* _Records of labeled points_
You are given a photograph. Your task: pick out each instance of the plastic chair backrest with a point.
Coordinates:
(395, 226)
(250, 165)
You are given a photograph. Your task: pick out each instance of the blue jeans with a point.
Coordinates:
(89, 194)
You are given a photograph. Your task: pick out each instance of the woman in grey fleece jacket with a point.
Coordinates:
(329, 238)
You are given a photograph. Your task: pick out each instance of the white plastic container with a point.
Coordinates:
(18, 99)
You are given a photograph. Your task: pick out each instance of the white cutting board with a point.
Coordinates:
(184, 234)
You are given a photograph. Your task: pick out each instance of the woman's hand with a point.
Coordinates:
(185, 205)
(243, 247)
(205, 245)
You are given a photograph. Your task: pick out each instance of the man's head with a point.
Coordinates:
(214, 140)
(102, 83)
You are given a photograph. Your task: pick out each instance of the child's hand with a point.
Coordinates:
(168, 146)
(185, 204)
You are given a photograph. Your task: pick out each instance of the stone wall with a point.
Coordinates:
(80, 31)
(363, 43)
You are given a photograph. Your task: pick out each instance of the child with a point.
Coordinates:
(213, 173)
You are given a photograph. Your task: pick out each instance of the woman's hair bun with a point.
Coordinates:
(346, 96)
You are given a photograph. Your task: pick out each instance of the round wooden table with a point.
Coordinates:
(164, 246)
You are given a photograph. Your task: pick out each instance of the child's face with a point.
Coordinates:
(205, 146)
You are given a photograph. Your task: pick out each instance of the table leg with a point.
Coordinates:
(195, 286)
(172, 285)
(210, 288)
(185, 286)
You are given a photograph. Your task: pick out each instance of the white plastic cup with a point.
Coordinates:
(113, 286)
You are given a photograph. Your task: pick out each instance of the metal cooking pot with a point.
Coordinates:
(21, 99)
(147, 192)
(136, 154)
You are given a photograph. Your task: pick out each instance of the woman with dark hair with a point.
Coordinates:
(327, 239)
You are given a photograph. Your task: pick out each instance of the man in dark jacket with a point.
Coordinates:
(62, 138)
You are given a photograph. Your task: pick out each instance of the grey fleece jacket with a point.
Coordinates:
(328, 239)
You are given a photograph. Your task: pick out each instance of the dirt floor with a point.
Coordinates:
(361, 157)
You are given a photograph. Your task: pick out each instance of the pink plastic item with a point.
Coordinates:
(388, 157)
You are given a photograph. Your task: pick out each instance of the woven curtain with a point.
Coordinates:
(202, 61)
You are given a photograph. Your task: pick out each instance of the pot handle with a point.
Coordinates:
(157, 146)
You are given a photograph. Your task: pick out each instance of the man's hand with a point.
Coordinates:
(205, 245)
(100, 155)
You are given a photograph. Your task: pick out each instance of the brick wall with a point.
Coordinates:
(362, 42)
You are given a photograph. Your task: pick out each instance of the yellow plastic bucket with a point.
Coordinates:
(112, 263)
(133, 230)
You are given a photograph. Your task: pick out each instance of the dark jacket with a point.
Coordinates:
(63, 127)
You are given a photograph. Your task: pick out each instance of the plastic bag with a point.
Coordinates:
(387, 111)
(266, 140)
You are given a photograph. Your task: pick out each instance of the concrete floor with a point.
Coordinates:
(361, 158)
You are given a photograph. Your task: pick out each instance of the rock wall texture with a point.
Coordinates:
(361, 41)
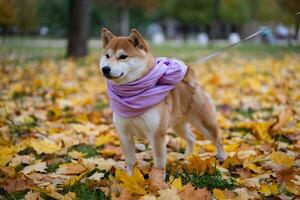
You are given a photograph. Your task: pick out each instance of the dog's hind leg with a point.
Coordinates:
(204, 119)
(184, 131)
(212, 134)
(128, 148)
(159, 149)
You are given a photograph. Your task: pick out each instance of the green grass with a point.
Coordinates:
(209, 180)
(88, 150)
(22, 48)
(84, 192)
(19, 195)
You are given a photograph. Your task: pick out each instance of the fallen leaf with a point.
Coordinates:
(286, 175)
(283, 119)
(125, 195)
(72, 168)
(268, 190)
(106, 139)
(135, 183)
(232, 161)
(168, 194)
(96, 176)
(6, 154)
(33, 196)
(17, 184)
(177, 183)
(156, 180)
(282, 159)
(218, 194)
(188, 192)
(38, 167)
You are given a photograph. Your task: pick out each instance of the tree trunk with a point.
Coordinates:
(215, 28)
(79, 21)
(124, 21)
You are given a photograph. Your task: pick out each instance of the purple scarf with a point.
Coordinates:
(134, 98)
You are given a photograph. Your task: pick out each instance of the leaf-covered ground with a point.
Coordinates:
(58, 142)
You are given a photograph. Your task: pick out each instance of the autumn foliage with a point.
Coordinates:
(57, 139)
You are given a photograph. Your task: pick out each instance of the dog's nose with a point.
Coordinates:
(106, 70)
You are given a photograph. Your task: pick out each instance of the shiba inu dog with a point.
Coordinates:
(127, 60)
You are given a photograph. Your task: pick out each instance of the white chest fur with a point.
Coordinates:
(142, 126)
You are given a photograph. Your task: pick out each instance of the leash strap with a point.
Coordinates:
(220, 51)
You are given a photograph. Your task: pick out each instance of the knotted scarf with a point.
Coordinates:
(134, 98)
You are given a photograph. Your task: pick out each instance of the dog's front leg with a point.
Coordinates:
(158, 144)
(127, 145)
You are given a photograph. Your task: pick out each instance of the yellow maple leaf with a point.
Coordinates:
(261, 129)
(176, 183)
(282, 159)
(168, 194)
(43, 146)
(253, 167)
(268, 190)
(6, 154)
(135, 183)
(105, 139)
(219, 194)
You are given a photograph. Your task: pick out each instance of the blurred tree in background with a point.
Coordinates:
(218, 18)
(79, 26)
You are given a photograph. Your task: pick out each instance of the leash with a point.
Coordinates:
(222, 50)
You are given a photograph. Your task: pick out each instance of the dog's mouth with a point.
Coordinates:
(113, 77)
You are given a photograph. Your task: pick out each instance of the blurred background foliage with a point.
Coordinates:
(26, 16)
(175, 20)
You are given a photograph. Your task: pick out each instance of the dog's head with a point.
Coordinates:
(124, 59)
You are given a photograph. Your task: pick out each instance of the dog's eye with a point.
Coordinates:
(122, 57)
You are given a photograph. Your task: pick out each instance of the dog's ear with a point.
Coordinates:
(136, 39)
(106, 36)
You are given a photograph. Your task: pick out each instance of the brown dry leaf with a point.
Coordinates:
(8, 171)
(33, 196)
(72, 168)
(232, 161)
(283, 159)
(268, 190)
(200, 166)
(6, 154)
(293, 188)
(135, 183)
(51, 191)
(283, 119)
(286, 175)
(125, 195)
(218, 194)
(156, 180)
(259, 128)
(168, 194)
(177, 183)
(244, 193)
(188, 192)
(17, 184)
(106, 139)
(244, 173)
(38, 167)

* _DIRECTION_
Repeat the records word for word. Any picture in them should be left out.

* _WRITTEN SOLUTION_
You are given a photograph. Your task: pick out each instance of the plastic chair backrest with a point.
Coordinates:
(395, 226)
(250, 165)
You are given a photograph. Your task: pick out each instance of the blue jeans with a point.
Coordinates:
(89, 194)
You are given a photograph. Your task: pick out each instance of the woman in grey fleece jacket with a point.
Coordinates:
(329, 238)
You are given a photograph. Your task: pick out each instance of the white plastic container with a point.
Coordinates:
(18, 99)
You are given a photograph. Your task: pick out each instance of the white cutting board with a point.
Coordinates:
(184, 234)
You are given a photograph. Your task: pick out each instance of the woman's hand with a point.
Coordinates:
(185, 205)
(243, 247)
(205, 245)
You are given a photograph. Your task: pick out each instance of the man's head with a point.
Coordinates:
(214, 140)
(102, 83)
You are given a photograph. Your task: pick out each instance of the child's hand with a point.
Coordinates:
(168, 146)
(185, 204)
You are given a photograph. Your task: pick out each instance of the stone wall with a point.
Coordinates:
(80, 31)
(363, 43)
You are given a photograph. Your task: pick out each instance of the child with a point.
Coordinates:
(213, 173)
You are given a photograph. Your task: pick out each instance of the woman's hair bun with a point.
Coordinates:
(346, 96)
You are given a photograph. Your task: pick out each instance of the round wooden table with a point.
Coordinates:
(164, 246)
You are given a photograph. Your task: pick out each instance of the child's face with a point.
Coordinates:
(205, 146)
You are given a photograph. Your task: pick out each instance of the table leg with a point.
Coordinates:
(195, 286)
(172, 285)
(210, 288)
(185, 286)
You are given a photograph. Your task: pick out each instance of the white plastic cup with a point.
Coordinates:
(113, 286)
You are given a photograph. Your task: pick out each instance of the metal cooking pot with a point.
Coordinates:
(21, 99)
(147, 192)
(136, 154)
You are given a photograph. Your task: pick out each instance of the woman with dark hair with a point.
Coordinates:
(327, 239)
You are given a photograph. Your task: pick out each instance of the man in dark jacket with a point.
Coordinates:
(62, 138)
You are given a photograph. Your task: pick out each instance of the grey fleece jacket with a point.
Coordinates:
(328, 239)
You are given a photograph. Your task: pick out each instance of the dirt floor with a point.
Coordinates:
(361, 157)
You are given a photograph. Your task: pick out each instance of the pink plastic item with a point.
Coordinates:
(388, 157)
You are given a photograph. Your task: pick out each instance of the woven curtain with a point.
Coordinates:
(202, 61)
You are given a photograph. Your task: pick out each instance of the pot handle with a point.
Coordinates:
(157, 146)
You are given a photograph. Your task: pick out each instance of the man's hand with a point.
Coordinates:
(205, 245)
(100, 155)
You are given a photograph. Your task: pick out each instance of the brick wall with a point.
Coordinates:
(362, 42)
You are given a photograph. Your task: pick out each instance of the yellow plastic bucket with a point.
Coordinates:
(112, 263)
(133, 230)
You are given a photograph. Your task: pick out each instance of the dark jacket with a point.
Coordinates:
(63, 127)
You are given a photograph. Your task: pick out each instance of the plastic bag with a point.
Coordinates:
(387, 111)
(266, 140)
You are given a photograph. Your task: pick out each instance of the concrete floor with a point.
Coordinates:
(361, 158)
You are given a photograph. Your task: pick out each instance of the rock wall texture with a point.
Coordinates:
(361, 41)
You are given a photograph. Your task: pick out each instance of the dog's hind leg with a point.
Coordinates:
(204, 119)
(184, 131)
(212, 134)
(128, 148)
(159, 149)
You are given a photograph. Your task: pick out each instance of the green grass with a point.
Coordinates:
(209, 180)
(88, 150)
(22, 48)
(84, 192)
(19, 195)
You are given a photograph. Your task: pick out each instance of the fallen leaf with a point.
Coordinates:
(286, 175)
(283, 119)
(125, 195)
(72, 168)
(268, 190)
(106, 139)
(135, 183)
(232, 161)
(168, 194)
(96, 176)
(6, 154)
(33, 196)
(17, 184)
(177, 183)
(156, 180)
(282, 159)
(218, 194)
(188, 192)
(38, 167)
You are given a photograph. Your task: pick out each instance of the tree trunk with a point.
Coordinates:
(215, 28)
(79, 21)
(124, 21)
You are given a photograph. Your task: pick out each instance of the purple scarf with a point.
Coordinates:
(134, 98)
You are given a photograph. Your task: pick out each instance of the leaf-covered ground with a point.
Coordinates:
(58, 142)
You are given a photograph. Your task: pick out each instance of the autumn foliage with a point.
Coordinates:
(57, 139)
You are given a photograph. Your task: pick out each instance of the dog's nose with a point.
Coordinates:
(106, 70)
You are given a photograph. Your task: pick out each instance of the shiba inu dog with a point.
Coordinates:
(127, 60)
You are given a photograph. Your task: pick out each instance of the white chest fur with a point.
Coordinates:
(142, 126)
You are given a photograph. Your task: pick out each instance of the leash strap with a point.
Coordinates:
(220, 51)
You are given a photograph. Your task: pick out each instance of the knotted scarf with a point.
Coordinates:
(134, 98)
You are given a photograph. Your task: pick out each instance of the dog's front leg with a point.
Coordinates:
(158, 144)
(127, 145)
You are given a photograph. Your task: pick out each instance of the yellow maple leaf with a point.
Coordinates:
(261, 129)
(176, 183)
(282, 159)
(168, 194)
(43, 146)
(253, 167)
(268, 190)
(6, 154)
(135, 183)
(105, 139)
(219, 194)
You are given a photograph. Your task: pick out each instance of the blurred tree in background with a point.
Coordinates:
(218, 18)
(79, 26)
You are given a photograph. Your task: pick out each instance of the leash with a point.
Coordinates:
(222, 50)
You are given a photograph. Your task: pick out each instance of the dog's mouth with a point.
Coordinates:
(113, 77)
You are given a photograph. Your task: pick out each instance of the blurred background foliage with a point.
Coordinates:
(26, 16)
(175, 20)
You are given a photograph. Your task: pick out each instance of the dog's head with a point.
Coordinates:
(124, 59)
You are given a photograph. Your task: pick out each instance of the dog's eye with a point.
Coordinates:
(122, 57)
You are given a photograph. Your task: pick out each instance of the dog's ear with a point.
Coordinates:
(136, 39)
(106, 36)
You are given a photograph. Your task: pick out each instance of the brown dry leaf with a point.
Coordinates:
(8, 171)
(33, 196)
(72, 168)
(232, 161)
(283, 159)
(268, 190)
(200, 166)
(6, 154)
(293, 188)
(135, 183)
(51, 191)
(283, 119)
(286, 175)
(125, 195)
(218, 194)
(156, 180)
(259, 128)
(168, 194)
(177, 183)
(244, 193)
(188, 192)
(17, 184)
(106, 139)
(244, 173)
(38, 167)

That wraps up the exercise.